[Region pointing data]
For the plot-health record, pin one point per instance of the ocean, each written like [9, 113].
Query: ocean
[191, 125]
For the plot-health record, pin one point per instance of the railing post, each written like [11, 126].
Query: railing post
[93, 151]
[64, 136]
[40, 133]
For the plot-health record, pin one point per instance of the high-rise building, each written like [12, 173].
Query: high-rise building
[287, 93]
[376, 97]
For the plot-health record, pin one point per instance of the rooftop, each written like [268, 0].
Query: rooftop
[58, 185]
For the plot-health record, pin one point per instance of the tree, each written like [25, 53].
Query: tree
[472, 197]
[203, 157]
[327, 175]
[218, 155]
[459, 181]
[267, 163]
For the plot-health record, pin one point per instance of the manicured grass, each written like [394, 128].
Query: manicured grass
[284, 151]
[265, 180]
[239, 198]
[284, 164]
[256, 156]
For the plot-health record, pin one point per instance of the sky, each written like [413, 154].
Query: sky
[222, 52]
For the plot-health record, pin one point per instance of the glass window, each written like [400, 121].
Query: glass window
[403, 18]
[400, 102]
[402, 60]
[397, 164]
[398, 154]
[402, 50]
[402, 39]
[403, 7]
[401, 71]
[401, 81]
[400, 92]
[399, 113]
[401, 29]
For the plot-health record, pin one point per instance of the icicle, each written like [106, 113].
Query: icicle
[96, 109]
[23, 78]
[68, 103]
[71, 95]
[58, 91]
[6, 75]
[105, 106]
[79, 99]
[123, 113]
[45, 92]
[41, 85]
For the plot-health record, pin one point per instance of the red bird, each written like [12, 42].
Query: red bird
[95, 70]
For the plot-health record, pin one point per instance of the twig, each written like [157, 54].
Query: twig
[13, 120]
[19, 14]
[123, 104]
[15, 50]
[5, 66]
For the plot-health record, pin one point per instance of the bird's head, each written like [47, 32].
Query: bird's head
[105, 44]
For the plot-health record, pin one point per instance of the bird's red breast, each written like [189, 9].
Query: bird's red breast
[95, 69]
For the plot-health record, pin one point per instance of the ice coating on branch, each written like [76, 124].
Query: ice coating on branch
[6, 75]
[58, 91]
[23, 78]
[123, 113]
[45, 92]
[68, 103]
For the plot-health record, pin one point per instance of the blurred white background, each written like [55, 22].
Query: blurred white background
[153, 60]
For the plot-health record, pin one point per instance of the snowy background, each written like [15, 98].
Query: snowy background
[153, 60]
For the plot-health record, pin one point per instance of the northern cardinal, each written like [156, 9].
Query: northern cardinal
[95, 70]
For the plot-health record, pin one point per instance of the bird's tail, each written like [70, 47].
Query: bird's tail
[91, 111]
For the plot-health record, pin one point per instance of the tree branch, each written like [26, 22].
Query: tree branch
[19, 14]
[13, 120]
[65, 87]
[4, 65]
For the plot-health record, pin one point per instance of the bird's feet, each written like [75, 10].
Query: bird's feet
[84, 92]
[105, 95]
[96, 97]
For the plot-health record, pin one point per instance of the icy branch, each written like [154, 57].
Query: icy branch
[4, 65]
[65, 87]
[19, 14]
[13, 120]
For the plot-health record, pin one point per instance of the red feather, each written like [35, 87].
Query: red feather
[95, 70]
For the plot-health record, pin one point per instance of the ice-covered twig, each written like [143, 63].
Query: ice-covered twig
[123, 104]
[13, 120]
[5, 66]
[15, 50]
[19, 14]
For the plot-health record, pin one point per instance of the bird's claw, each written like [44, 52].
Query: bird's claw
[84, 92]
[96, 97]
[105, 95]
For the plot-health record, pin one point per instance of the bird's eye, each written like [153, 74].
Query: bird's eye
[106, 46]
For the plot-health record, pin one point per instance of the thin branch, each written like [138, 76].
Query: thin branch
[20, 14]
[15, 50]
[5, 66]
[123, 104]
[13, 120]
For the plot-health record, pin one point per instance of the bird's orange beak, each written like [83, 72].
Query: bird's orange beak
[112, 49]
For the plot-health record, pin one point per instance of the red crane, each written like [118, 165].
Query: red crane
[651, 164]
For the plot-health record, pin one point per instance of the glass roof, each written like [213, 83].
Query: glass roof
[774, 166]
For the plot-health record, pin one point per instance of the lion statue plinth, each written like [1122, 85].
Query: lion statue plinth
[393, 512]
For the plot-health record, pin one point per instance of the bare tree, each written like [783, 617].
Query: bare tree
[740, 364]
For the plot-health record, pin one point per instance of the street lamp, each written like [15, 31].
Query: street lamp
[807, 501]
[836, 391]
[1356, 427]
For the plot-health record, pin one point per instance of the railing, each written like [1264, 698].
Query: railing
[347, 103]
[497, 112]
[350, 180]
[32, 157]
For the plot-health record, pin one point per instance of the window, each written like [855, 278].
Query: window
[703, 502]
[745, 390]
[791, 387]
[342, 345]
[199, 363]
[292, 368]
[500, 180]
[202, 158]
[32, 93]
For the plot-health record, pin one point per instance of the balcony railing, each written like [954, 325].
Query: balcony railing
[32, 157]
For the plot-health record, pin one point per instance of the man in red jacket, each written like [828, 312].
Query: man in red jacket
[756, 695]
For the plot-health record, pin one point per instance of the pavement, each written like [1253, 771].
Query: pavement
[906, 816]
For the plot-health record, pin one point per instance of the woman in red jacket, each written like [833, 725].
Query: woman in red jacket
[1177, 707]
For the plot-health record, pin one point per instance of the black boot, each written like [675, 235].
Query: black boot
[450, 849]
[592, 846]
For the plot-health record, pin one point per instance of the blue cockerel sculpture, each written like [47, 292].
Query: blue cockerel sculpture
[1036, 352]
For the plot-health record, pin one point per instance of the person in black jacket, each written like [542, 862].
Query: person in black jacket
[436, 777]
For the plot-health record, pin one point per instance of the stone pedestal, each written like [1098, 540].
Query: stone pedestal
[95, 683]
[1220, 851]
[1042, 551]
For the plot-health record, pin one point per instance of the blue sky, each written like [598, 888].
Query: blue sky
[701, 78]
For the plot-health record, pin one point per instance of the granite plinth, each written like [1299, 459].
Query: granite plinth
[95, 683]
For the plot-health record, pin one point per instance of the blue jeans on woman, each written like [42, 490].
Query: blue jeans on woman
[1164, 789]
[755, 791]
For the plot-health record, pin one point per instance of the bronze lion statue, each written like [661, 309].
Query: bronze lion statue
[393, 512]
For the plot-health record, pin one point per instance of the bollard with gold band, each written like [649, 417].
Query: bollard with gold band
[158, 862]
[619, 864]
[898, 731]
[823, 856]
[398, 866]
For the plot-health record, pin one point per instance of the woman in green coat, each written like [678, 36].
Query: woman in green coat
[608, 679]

◆ What to produce ◆
In full and word for word, set down the records shown above.

◆ Written answer ◆
For the plot-health record, pin one point per instance of the ocean, each written like [9, 113].
Query: ocean
[191, 125]
For the plot-health record, pin one point per instance of the railing post, each written like [11, 126].
Query: railing post
[93, 151]
[64, 136]
[40, 133]
For the plot-health record, pin one point per instance of the high-rise building, each written like [12, 173].
Query: high-rise building
[287, 93]
[376, 97]
For the plot-health record, pin one point per instance of the rooftop, each written like [268, 0].
Query: rooftop
[58, 185]
For the plot-health record, pin one point per instance of the tree, each written like [25, 53].
Query: tree
[472, 197]
[203, 157]
[327, 175]
[218, 155]
[459, 181]
[267, 163]
For the plot-health record, pin one point per instance of the manicured grass, each written like [394, 128].
Query: manicured grass
[284, 151]
[265, 180]
[239, 198]
[284, 164]
[256, 156]
For the plot-health record, pin one point per instance of the sky, each written like [413, 154].
Query: sky
[222, 52]
For the plot-health record, pin one point per instance of the glass window, each written like [400, 121].
Query: glass window
[403, 18]
[400, 102]
[402, 60]
[397, 164]
[398, 154]
[402, 50]
[402, 39]
[403, 7]
[401, 71]
[401, 81]
[400, 92]
[399, 113]
[401, 29]
For the plot-health record, pin one point per instance of the icicle, each written like [106, 113].
Query: icicle
[96, 109]
[23, 78]
[68, 103]
[71, 95]
[58, 91]
[6, 75]
[105, 106]
[79, 99]
[123, 113]
[45, 92]
[41, 85]
For the plot-health record, pin one point per instance of the red bird, each written like [12, 42].
Query: red bird
[95, 70]
For the plot-health record, pin one point per instance of the twig, each written like [157, 54].
Query: twig
[13, 120]
[19, 14]
[123, 104]
[15, 50]
[5, 66]
For the plot-health record, pin one point per instance of the bird's head, each written like [47, 32].
Query: bird's head
[105, 44]
For the plot-health record, pin one point per instance of the bird's red breast, each written like [189, 9].
Query: bird's red breast
[95, 69]
For the plot-health record, pin one point per instance of the ice coating on branch, each written like [76, 124].
Query: ice coating on branch
[6, 75]
[58, 91]
[23, 78]
[123, 113]
[45, 92]
[68, 103]
For the plot-health record, pin one point per instance of the blurred white background, each written like [55, 22].
Query: blurred white background
[153, 60]
For the plot-health record, pin one point per instance of the snowy background, each written like [15, 98].
Query: snowy background
[153, 60]
For the plot-health record, pin one point per instance of the northern cardinal, each written like [156, 9].
Query: northern cardinal
[95, 70]
For the plot-health record, pin one point per instance of the bird's tail, each written like [70, 47].
Query: bird's tail
[91, 111]
For the plot-health record, pin one point per instance of the tree branch, each written like [26, 22].
Query: tree branch
[19, 14]
[13, 120]
[65, 87]
[4, 65]
For the plot-health record, pin one point per instance of the bird's feet, each written like [75, 10].
Query: bird's feet
[84, 92]
[105, 95]
[96, 97]
For the plot-health record, pin one point per instance of the icy branch, each written like [154, 57].
Query: icy branch
[4, 65]
[65, 87]
[19, 14]
[13, 120]
For the plot-health record, pin one point per instance of the red feather, each written like [35, 87].
Query: red feather
[95, 70]
For the plot-health record, pin one point per instance of the ice-covered twig, each written like [143, 63].
Query: ice-covered twig
[123, 104]
[13, 120]
[5, 66]
[15, 50]
[19, 14]
For the plot-health record, pin one point per instance of the bird's claw, each written like [44, 52].
Query: bird's claw
[84, 92]
[96, 97]
[105, 95]
For the plot-health record, pin one point per instance of the bird's eye, each written like [153, 74].
Query: bird's eye
[106, 46]
For the plot-health record, pin one point per instance of the thin branch, each written like [138, 76].
Query: thin branch
[20, 14]
[15, 50]
[5, 66]
[123, 104]
[13, 120]
For the plot-health record, pin one point per instance of the bird's orange beak, each written like [83, 72].
Query: bird's orange beak
[112, 49]
For the plot-health record, pin one point per instance of the red crane, each written like [118, 165].
Query: red crane
[651, 164]
For the plot-health record, pin one point per instance of the glass roof, each written like [213, 83].
Query: glass roof
[774, 166]
For the plot-health record, pin one point per instance of the lion statue plinth, each written like [1122, 85].
Query: lion statue plinth
[393, 512]
For the plot-health record, pin one point per instance of the bare tree, each written like [783, 617].
Query: bare tree
[740, 364]
For the plot-health record, pin one point per instance of the street lamp, each written like [15, 31].
Query: street lamp
[807, 501]
[836, 391]
[1356, 427]
For the plot-health record, pin one point per instance of the railing, each written like [1264, 698].
Query: railing
[347, 103]
[497, 112]
[350, 180]
[32, 157]
For the plot-health record, pin one point per instance of the window, each written like [855, 278].
Query: window
[703, 502]
[745, 390]
[791, 387]
[342, 345]
[199, 363]
[292, 368]
[500, 180]
[202, 158]
[32, 93]
For the plot-health record, pin one point per instance of the balcony railing, each written like [954, 325].
Query: balcony railing
[32, 157]
For the plot-health record, pin one point per instance of the man in red jacket, each written like [828, 312].
Query: man in red jacket
[756, 695]
For the plot-health record, pin one point per instance of the pavement, each written like [1253, 771].
Query: pavement
[906, 816]
For the plot-health record, pin one point per instance of the woman in red jacket, each written like [833, 725].
Query: woman in red jacket
[1177, 707]
For the plot-health record, pin one point per instance of the black boot, each written like [675, 235].
Query: black boot
[450, 849]
[592, 846]
For the plot-health record, pin one point per instance of the blue cockerel sculpture, each written like [47, 292].
Query: blue cockerel sculpture
[1036, 352]
For the plot-health record, pin one point per instance of the person in black jacket, each written like [542, 862].
Query: person in black jacket
[436, 777]
For the plot-health record, pin one point per instance of the stone pedestal, each written like [1098, 540].
Query: stone pedestal
[95, 683]
[1220, 851]
[1042, 551]
For the plot-health record, pin one point per instance of the blue sky, each written like [598, 888].
Query: blue sky
[701, 78]
For the plot-health record, pin one point per instance of the granite plinth, each written like [1299, 459].
Query: granite plinth
[95, 683]
For the plot-health record, pin one point per instance of the blue jeans on woman, each written like [42, 490].
Query: blue jeans on woman
[1164, 789]
[755, 791]
For the plot-health record, pin one point per instance of the bronze lion statue, each written like [661, 309].
Query: bronze lion statue
[393, 512]
For the plot-health record, pin one point per instance of the bollard with gold band, each written like [649, 417].
Query: bollard with gold band
[158, 862]
[619, 864]
[898, 731]
[823, 856]
[398, 866]
For the plot-health record, pin one point per instance of the woman in green coat, each written like [678, 36].
Query: woman in green coat
[608, 679]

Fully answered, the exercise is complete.